» **TRECHO CITADO**:

Para Elder, o dispositivo colocado gera dúvidas sobre sua constitucionalidade. Em uma análise retrospectiva, o advogado entende que, se esse dispositivo existisse, os avanços no combate às fake news teriam sido menores, “não só pela dificuldade que as autoridades públicas encontrariam, mas também pela moderação de conteúdo feita pelas próprias plataformas”. Manifestações que já foram neutralizadas teriam sido bloqueadas pela nova lei, de acordo com Elder.

“É mais um retrocesso do que um avanço”, adiciona Samara Castro, advogada do Observatório de Eleições da OAB-RJ. “A imunidade parlamentar é um requisito essencial para qualquer democracia. Só com parlamentares livres, podendo opinar e se expressar de forma livre e protegida, que temos uma democracia consolidada.”

No entanto, a liberdade parlamentar precisa ser limitada nas liberdades dos outros. “É um texto que inclusive compromete todo o PL 2630”, diz Samara, que enxerga danos estruturais a todo o esforço da proposta. “A forma como ele está esta extensão da imunidade nas redes sociais, desconsidera os limites que existem no mundo off-line. Precisaria se remodelar o texto para que dele saísse algo positivo.”

Outros descontentes

O texto traz outras reclamações – desta vez, as próprias redes sociais: Google e a Meta (empresa que coordena o Facebook, Instagram e Whatsapp) apresentaram objeções a outros pontos do texto, que tratam diretamente da necessidade de transparência das plataformas, assim como a obrigação de remuneração aos veículos de imprensa que aparecem em seus ecossistemas.

“Cmo se apresenta atualmente, o Projeto de Lei 2630/2020, que ficou conhecido como ‘PL das Fake News’, pode acabar promovendo mais notícias falsas no Brasil, e não menos. O texto também resultaria em uma péssima experiência para os brasileiros buscando informações em mecanismos de pesquisa na internet”, escreveu o presidente da Google no Brasil, Fábio Coelho, em uma carta aberta. “É importante que haja um debate mais amplo, profundo e baseado em fatos sobre as melhores maneiras de atingir este objetivo.” 

“[O] PL das Fake News, passou a representar uma potencial ameaça para a Internet livre, democrática e aberta que conhecemos hoje e que transforma a vida dos brasileiros todos os dias”, escreveu o Facebook, em carta que assinou com outras big techs e que foi veiculada em jornais de grande circulação. 

As empresas partem então para um exemplo prático: “Milhões de pequenos e médios negócios, como a padaria ou a pizzaria de bairro, não poderão mais anunciar seus produtos com eficiência e a custo baixo na Internet”, escrevem. “Um dos artigos do texto impede o uso responsável e equilibrado de dados pessoais – em conformidade com a Lei Geral de Proteção de Dados (LGPD), promulgada após amplo debate pela sociedade – para a entrega eficiente de anúncios e serviços que são cruciais para micro e pequenas empresas e para toda a economia brasileira”. Orlando Silva disse que a nova versão do texto resolve a questão.

(Registros do conjunto de dados sobre a localização de objetos)
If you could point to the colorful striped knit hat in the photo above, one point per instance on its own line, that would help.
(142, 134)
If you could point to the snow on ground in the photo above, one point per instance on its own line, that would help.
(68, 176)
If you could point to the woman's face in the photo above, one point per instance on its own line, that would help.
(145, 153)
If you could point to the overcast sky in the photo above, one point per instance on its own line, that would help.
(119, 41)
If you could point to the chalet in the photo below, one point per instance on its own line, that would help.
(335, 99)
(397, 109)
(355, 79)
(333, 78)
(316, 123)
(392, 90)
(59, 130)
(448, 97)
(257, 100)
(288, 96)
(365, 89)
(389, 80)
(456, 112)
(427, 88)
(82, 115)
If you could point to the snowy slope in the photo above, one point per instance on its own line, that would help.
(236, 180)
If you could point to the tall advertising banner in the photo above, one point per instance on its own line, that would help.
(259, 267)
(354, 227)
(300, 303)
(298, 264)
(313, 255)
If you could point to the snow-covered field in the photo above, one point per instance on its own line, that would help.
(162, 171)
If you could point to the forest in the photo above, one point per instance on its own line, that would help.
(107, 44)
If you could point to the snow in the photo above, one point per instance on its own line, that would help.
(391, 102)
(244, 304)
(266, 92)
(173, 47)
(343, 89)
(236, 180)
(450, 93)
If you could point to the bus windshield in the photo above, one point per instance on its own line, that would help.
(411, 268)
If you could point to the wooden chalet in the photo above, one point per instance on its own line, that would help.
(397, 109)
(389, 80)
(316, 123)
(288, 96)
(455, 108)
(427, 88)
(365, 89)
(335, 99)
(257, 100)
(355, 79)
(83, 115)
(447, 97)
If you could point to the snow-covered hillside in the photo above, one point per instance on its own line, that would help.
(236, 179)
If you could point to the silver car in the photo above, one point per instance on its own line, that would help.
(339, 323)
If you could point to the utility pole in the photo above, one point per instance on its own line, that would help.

» **TAREFAS**:
1/ Segundo o trecho sobre o PL das Fake News, qual é a função de Samara Castro?
2/ Redigite sem alterações, do trecho sobre o PL das Fake News, a parte que se inicia nas palavras que contêm “O texto traz” e se encerra em “em seus ecossistemas.”.
Baseie-se exclusivamente no trecho citado.

» **RESPOSTAS DAS TAREFAS**:
1/ Ela é advogada do Observatório de Eleições da OAB-RJ.

2/
O texto traz outras reclamações – desta vez, as próprias redes sociais: Google e a Meta (empresa que coordena o Facebook, Instagram e Whatsapp) apresentaram objeções a outros pontos do texto, que tratam diretamente da necessidade de transparência das plataformas, assim como a obrigação de remuneração aos veículos de imprensa que aparecem em seus ecossistemas.